= PROBLEM REQUIREMENTS =
Output, word for word, every line from the line with "Please place a point on every instance of the signboard" through the final line of the data below.

===== RECORD EXTRACTS

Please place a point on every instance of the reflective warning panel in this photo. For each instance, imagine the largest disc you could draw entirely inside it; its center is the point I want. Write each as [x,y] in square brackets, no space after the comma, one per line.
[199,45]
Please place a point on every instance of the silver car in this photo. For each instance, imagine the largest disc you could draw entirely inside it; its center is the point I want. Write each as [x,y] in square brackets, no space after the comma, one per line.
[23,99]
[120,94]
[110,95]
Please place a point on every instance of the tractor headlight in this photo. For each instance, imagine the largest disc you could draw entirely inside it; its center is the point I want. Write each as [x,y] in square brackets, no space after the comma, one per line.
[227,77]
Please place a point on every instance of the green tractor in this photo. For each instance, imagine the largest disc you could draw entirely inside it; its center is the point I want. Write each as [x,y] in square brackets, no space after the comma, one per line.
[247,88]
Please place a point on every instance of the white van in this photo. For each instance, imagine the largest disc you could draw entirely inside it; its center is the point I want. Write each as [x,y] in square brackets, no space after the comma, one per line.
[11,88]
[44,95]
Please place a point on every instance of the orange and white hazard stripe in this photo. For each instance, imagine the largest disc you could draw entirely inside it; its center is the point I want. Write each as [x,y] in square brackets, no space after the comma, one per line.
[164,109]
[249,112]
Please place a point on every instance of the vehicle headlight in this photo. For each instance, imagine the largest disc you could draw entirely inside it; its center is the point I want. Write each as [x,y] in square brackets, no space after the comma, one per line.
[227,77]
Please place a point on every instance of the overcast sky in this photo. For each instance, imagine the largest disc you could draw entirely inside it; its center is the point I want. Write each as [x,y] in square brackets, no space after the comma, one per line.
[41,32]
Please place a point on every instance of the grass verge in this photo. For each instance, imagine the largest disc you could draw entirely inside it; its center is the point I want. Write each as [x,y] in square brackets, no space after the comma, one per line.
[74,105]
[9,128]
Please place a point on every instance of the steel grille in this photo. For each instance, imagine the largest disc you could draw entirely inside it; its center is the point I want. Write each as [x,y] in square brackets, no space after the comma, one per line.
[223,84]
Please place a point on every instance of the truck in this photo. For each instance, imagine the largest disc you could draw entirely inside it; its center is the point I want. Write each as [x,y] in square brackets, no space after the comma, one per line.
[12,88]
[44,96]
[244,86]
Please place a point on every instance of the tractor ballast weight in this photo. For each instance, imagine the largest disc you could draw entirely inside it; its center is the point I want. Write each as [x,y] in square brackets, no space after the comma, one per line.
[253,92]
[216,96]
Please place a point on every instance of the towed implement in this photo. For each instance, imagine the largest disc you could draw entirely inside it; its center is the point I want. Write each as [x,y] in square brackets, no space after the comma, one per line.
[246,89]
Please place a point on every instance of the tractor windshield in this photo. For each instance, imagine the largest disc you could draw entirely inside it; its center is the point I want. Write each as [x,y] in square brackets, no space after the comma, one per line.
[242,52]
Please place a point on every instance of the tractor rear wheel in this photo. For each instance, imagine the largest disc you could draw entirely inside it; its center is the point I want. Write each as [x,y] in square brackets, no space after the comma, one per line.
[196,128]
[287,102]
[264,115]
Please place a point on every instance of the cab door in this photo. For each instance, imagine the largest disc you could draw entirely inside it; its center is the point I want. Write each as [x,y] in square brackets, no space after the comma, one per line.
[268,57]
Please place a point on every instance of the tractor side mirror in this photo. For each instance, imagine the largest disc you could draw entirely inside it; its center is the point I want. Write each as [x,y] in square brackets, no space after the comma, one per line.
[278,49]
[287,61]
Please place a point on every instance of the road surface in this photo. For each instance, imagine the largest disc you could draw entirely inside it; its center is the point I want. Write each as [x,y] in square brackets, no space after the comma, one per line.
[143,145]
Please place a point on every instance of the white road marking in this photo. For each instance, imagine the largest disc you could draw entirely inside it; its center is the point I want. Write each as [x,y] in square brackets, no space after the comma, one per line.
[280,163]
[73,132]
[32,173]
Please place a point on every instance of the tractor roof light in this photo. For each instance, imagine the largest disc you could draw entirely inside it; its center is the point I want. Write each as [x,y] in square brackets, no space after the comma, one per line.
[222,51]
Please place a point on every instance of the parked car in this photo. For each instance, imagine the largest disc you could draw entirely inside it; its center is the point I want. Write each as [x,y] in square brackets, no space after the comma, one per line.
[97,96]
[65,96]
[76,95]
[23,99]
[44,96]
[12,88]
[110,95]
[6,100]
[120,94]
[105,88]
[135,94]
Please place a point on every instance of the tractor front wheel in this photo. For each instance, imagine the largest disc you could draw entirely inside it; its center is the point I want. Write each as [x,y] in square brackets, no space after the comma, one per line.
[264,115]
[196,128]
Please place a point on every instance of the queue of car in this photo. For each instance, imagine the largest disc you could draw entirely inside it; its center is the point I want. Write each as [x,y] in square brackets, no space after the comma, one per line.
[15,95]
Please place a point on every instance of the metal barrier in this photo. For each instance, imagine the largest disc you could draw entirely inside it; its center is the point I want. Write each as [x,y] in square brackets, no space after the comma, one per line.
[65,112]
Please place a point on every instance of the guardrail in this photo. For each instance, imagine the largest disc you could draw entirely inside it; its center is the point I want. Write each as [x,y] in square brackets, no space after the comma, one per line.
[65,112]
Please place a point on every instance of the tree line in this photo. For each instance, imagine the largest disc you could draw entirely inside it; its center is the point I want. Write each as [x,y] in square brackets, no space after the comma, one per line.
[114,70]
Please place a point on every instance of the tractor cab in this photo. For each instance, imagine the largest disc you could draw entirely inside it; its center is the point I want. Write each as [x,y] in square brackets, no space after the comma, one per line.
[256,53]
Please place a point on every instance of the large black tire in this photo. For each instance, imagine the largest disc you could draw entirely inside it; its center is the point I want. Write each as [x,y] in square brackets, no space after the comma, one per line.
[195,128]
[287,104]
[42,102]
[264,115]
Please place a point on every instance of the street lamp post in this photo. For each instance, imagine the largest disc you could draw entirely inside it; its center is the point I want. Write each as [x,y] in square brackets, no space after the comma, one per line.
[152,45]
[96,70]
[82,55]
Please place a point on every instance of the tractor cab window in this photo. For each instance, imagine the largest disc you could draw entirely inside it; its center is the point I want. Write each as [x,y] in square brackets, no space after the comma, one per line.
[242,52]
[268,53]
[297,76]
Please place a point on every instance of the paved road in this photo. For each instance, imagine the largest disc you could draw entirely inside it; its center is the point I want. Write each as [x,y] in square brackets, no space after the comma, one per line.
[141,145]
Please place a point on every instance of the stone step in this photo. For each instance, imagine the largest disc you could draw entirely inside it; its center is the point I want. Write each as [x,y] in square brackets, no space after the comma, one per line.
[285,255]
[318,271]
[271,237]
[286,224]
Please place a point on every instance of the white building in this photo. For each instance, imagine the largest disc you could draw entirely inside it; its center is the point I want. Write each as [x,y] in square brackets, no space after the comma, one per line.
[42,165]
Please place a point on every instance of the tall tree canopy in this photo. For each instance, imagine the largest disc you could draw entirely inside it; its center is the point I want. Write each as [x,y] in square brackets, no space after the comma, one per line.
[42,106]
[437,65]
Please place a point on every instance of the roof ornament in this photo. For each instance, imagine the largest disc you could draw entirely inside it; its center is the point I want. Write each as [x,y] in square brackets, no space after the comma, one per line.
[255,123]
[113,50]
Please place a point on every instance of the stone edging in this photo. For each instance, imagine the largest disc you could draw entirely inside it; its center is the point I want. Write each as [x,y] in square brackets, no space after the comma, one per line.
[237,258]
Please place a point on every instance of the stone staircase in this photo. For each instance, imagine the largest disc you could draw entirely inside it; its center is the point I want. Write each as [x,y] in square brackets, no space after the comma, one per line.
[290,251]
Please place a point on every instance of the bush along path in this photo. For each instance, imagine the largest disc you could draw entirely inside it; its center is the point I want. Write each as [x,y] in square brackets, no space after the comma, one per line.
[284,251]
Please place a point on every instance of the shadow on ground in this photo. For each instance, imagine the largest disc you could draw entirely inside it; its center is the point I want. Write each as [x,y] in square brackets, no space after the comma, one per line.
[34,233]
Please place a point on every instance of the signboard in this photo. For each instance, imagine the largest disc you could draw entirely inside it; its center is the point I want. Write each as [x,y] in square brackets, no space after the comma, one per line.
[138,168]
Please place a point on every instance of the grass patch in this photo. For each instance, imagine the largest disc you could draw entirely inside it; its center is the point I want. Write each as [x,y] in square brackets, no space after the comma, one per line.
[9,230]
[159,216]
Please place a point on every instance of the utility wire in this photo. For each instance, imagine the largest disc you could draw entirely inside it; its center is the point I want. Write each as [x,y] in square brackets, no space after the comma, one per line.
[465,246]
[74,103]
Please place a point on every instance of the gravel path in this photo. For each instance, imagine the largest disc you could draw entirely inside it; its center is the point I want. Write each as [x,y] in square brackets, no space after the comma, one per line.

==========

= THE RESULT =
Please place a point on every instance of the signboard in this photo. For each instance, imagine the largest disc you could draw entirely inside it; its center is the point I want. Write each as [x,y] in square brackets, no space after the comma, one per line.
[138,168]
Please place a point on every instance of the grass patch in this photo. For each instance, imagine the largest disc you could draw entirely inside it; its center is the point I want. Write each as [x,y] in square brackets, no space after the comma, one per line.
[9,230]
[159,216]
Please place a point on every instance of the utility wire in this photo. For each instance, imagine the largest disc you could draw entirely inside it; its center is the point I want. Write each as [x,y] in square brackets, no space after the comma, one per line.
[465,246]
[74,103]
Please place a point on every instance of the gravel path in this photo. For each instance, imagine the largest disc you could draw entirely inside it; its center is the point I want. Write each as [x,y] in square brackets, no space after the comma, one per line.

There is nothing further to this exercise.